==== The data

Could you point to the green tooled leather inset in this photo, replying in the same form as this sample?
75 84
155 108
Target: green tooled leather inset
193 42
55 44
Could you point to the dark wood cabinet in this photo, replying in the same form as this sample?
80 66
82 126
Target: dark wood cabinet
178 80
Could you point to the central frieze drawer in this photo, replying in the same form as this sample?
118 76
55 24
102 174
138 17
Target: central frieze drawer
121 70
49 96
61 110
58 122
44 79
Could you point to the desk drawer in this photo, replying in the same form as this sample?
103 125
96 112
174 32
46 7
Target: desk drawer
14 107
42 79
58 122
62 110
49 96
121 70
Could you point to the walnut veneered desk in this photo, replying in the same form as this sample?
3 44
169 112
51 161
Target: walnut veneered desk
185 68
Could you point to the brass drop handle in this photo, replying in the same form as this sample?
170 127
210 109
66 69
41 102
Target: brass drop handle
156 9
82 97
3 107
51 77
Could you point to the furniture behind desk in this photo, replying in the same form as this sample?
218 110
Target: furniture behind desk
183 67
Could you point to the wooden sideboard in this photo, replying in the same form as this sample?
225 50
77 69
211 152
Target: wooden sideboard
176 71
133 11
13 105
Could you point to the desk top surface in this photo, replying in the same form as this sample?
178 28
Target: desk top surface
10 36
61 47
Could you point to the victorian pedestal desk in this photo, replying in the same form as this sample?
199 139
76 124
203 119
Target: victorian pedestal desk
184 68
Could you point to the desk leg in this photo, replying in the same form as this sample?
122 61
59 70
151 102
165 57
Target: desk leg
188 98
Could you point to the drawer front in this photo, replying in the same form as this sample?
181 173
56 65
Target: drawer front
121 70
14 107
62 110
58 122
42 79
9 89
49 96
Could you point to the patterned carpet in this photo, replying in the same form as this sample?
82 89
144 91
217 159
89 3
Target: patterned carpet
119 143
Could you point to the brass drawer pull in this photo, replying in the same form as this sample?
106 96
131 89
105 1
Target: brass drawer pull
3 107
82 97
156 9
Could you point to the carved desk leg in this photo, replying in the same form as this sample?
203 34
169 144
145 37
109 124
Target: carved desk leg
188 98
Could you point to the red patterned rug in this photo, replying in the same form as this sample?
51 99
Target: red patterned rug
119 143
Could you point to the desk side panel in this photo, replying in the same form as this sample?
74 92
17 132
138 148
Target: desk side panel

========

# Task to carry out
State the number of lines above that hold the string "panel", with nothing added.

# Solved exercise
2